**FRAGMENTO CITADO**:
El rostro reproduce una mueca de horror. El rostro estalla en desmesura, explora los límites de sus propios movimientos, se independiza y grita con silencio escandaloso, se queja y llora mientras el cuerpo quisiera dejar atrás un lugar que acaso ya no existe más allá de su dolor.
También hay en escena una mujer, sus pechos desnudos llevan en ellos el peso de toda la maternidad y el erotismo; en este caso en específico, ese cuerpo de mujer que se mueve en dolorosas posiciones viene a encarnar, además, la mujer, la hembra, la fiera defensora.
Luego de esta primera escena, el cuerpo femenino siempre estará en función de acompañar al masculino, con sus brazos reclamando el regreso, con sus alaridos de dolor, con sus manos acariciando, intentando apaciguar a ese hombre que se levanta, se mueve, esquiva algo en el aire, recibe golpes invisibles, se duele, cae y vuelve entonces a levantarse.

**REGISTROS ENUMERADOS**:

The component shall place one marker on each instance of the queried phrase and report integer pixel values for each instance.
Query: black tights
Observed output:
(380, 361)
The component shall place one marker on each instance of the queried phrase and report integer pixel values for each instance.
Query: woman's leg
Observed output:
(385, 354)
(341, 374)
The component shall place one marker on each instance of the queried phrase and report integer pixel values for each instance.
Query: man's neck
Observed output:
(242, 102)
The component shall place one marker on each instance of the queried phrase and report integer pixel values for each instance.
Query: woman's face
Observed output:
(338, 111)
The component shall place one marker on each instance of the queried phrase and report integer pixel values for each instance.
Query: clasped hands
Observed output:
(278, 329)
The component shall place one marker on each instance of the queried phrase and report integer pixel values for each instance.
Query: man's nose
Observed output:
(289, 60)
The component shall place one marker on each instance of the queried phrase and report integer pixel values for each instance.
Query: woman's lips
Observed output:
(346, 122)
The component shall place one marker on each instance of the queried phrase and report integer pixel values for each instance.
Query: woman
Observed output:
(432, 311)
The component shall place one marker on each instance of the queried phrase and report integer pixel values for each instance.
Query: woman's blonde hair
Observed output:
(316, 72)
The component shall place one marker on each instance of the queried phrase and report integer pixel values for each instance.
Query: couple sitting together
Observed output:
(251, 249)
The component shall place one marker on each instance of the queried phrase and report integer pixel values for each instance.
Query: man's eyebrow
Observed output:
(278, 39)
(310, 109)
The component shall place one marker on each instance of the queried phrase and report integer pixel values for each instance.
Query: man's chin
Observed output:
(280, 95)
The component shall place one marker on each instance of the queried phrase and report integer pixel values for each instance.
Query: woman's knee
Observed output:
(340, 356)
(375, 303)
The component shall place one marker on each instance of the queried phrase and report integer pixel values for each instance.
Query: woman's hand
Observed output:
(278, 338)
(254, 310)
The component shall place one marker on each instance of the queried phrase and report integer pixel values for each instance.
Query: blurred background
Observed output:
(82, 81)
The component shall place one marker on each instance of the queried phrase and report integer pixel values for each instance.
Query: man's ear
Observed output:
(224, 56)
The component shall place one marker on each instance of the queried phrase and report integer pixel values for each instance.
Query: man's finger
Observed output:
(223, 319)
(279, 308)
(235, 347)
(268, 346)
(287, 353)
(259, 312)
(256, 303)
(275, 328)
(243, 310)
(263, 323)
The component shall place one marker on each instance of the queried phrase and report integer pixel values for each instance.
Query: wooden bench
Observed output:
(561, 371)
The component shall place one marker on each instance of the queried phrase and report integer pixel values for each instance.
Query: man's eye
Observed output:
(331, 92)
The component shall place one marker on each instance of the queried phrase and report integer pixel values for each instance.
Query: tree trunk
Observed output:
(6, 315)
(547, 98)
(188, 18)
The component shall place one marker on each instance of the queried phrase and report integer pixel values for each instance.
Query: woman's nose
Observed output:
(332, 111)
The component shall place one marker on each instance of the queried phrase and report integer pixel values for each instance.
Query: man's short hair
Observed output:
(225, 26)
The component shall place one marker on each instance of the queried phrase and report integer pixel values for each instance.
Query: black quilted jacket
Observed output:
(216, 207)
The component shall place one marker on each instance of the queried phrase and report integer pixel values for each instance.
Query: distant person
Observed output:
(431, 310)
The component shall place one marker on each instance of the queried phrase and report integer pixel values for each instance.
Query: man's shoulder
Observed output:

**TAREAS**:
• A. Según el fragmento citado, ¿qué llevan en ellos los pechos desnudos de la mujer que está en escena?
• B. Por favor, repite el fragmento citado comenzando en "También hay en" y terminando en "la fiera defensora.".

**RESPUESTAS ESPERADAS**:
• A. El peso de toda la maternidad y el erotismo.

• B.
También hay en escena una mujer, sus pechos desnudos llevan en ellos el peso de toda la maternidad y el erotismo; en este caso en específico, ese cuerpo de mujer que se mueve en dolorosas posiciones viene a encarnar, además, la mujer, la hembra, la fiera defensora.